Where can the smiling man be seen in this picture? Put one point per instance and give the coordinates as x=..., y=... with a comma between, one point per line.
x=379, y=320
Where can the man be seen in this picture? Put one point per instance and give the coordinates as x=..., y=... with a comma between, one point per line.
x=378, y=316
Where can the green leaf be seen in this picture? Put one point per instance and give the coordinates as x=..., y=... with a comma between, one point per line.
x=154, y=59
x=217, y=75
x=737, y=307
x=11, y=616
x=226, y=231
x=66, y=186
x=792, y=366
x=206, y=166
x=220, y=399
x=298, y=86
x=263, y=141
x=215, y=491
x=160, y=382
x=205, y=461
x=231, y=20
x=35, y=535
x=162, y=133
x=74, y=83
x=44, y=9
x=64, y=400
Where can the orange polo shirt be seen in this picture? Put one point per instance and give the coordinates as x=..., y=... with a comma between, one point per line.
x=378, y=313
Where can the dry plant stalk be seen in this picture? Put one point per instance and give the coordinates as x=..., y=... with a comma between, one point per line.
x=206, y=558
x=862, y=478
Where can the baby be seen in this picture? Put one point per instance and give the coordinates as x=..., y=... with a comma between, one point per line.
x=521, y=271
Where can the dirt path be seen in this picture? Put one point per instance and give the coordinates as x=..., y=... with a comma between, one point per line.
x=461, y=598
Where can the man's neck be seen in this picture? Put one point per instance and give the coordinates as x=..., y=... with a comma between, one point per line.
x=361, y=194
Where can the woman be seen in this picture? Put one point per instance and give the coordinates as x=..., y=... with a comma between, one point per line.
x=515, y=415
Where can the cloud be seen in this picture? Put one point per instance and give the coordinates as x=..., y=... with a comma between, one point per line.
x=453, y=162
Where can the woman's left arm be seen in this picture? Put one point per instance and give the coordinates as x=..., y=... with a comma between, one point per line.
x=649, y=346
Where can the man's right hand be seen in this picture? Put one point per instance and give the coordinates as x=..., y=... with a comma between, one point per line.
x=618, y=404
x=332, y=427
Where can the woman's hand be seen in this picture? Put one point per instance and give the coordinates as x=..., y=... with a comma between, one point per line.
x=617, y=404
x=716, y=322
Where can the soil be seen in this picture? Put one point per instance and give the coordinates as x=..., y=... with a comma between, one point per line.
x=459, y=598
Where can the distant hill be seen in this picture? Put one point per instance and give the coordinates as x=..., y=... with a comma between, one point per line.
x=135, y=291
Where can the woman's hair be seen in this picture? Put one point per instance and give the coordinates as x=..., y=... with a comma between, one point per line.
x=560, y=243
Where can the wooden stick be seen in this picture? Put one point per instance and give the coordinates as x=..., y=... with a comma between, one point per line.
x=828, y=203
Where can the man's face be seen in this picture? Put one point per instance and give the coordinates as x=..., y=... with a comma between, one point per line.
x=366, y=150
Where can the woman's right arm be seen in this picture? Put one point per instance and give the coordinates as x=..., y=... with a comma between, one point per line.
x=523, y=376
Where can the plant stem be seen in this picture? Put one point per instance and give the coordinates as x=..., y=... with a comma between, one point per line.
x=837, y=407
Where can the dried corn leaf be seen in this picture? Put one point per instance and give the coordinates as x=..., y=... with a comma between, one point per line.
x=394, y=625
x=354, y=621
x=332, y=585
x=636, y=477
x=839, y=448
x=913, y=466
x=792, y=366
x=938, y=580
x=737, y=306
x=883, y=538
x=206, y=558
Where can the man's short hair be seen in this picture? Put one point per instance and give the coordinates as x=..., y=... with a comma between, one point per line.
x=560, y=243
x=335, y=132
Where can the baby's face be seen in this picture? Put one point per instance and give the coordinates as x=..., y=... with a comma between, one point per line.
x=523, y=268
---------------
AIM OF THE TASK:
Nothing may be left out or altered: reproduce the complete listing.

ANSWER FOR THIS EXERCISE:
Where can the smiling man be seen in this picture? Put one point per instance and give the coordinates as x=..., y=... with a comma between, one point per line.
x=379, y=320
Where can the man be seen in this picture? Put one point per instance and give the coordinates as x=..., y=... with a comma between, one point per line.
x=378, y=316
Where can the green leaf be seen in this picture? Put one point per instance and give the coordinates as x=..., y=... with a comma between, one point per line.
x=154, y=59
x=217, y=75
x=737, y=307
x=11, y=616
x=226, y=231
x=66, y=186
x=792, y=366
x=206, y=166
x=220, y=399
x=298, y=86
x=263, y=141
x=215, y=491
x=160, y=382
x=205, y=461
x=231, y=20
x=35, y=535
x=162, y=133
x=74, y=83
x=44, y=9
x=64, y=400
Where can the orange polo shirt be seen in this picture? Put one point per instance and give the coordinates as x=..., y=... with a comma between, one point per line.
x=378, y=313
Where can the dry plant stalk be seen in this picture? Put one point per instance and give the coordinates as x=..., y=... with a comma between, one point per line.
x=206, y=558
x=862, y=478
Where can the baby be seen in this picture? Put one point per instance and give the coordinates as x=..., y=... with a comma between, one point per line.
x=521, y=271
Where can the dirt path be seen in this picture? Put one point per instance and give the coordinates as x=..., y=... with a comma between, one point per line.
x=461, y=598
Where can the man's neck be seen in this picture? Put one point per instance and give the coordinates as x=..., y=... with a comma between, one point per line.
x=361, y=194
Where can the woman be seen in this picture? Put one point per instance and give the coordinates as x=..., y=... with a comma between, one point per line.
x=515, y=415
Where can the cloud be seen in this picture? Put one point per instance and give the coordinates as x=..., y=... with a comma between, one point per line.
x=453, y=162
Where can the woman's left arm be seen in this picture? Put one point per instance and give the coordinates as x=..., y=... with a comma between, one point per line.
x=649, y=346
Where can the man's right hand be seen in this picture? Put one point per instance and give the coordinates as x=..., y=... with a comma between, one point per line.
x=618, y=404
x=332, y=427
Where can the woman's hand be seen in this picture? Put one point per instance and give the coordinates as x=..., y=... with a comma between, one point per line.
x=617, y=404
x=716, y=322
Where can the soil be seen in this picture? Put one point per instance and give the coordinates as x=..., y=... with a comma between, one point per line.
x=459, y=598
Where can the distant hill be seen in this picture? Put one point per instance and give the coordinates as x=..., y=... with a comma between, one point per line.
x=135, y=291
Where can the woman's hair be seen in this picture? Put one point per instance and give the coordinates as x=..., y=... with a comma between, one point per line.
x=560, y=243
Where can the wooden stick be seen in this picture? Put one point per instance and give the coordinates as x=..., y=... with a comma between, one point per line.
x=828, y=203
Where can the man's face be seen in this picture? Put one point per instance and give the coordinates as x=..., y=... with a comma between, one point per line.
x=366, y=150
Where can the woman's right arm be seen in this picture? Put one point per instance and give the coordinates as x=..., y=... with a comma between, one point per line.
x=523, y=376
Where can the plant stem be seen in this picture? Put one point per instance and give the coordinates as x=..., y=... with a comma between, one point per line.
x=837, y=407
Where can the dried corn leaf be seen in this picture? Put one point per instance and give the coordinates as x=..., y=... with a comma between, one point per line.
x=394, y=625
x=354, y=621
x=332, y=585
x=636, y=477
x=839, y=448
x=913, y=466
x=792, y=366
x=938, y=580
x=737, y=306
x=883, y=538
x=206, y=558
Where can the man's short hair be seen in this picture? Put one point per instance and give the coordinates as x=..., y=... with a comma between, one point per line.
x=560, y=243
x=335, y=132
Where can the baby's face be seen in this picture? Put one point per instance and give the coordinates as x=..., y=... with a comma between, one point per line.
x=523, y=268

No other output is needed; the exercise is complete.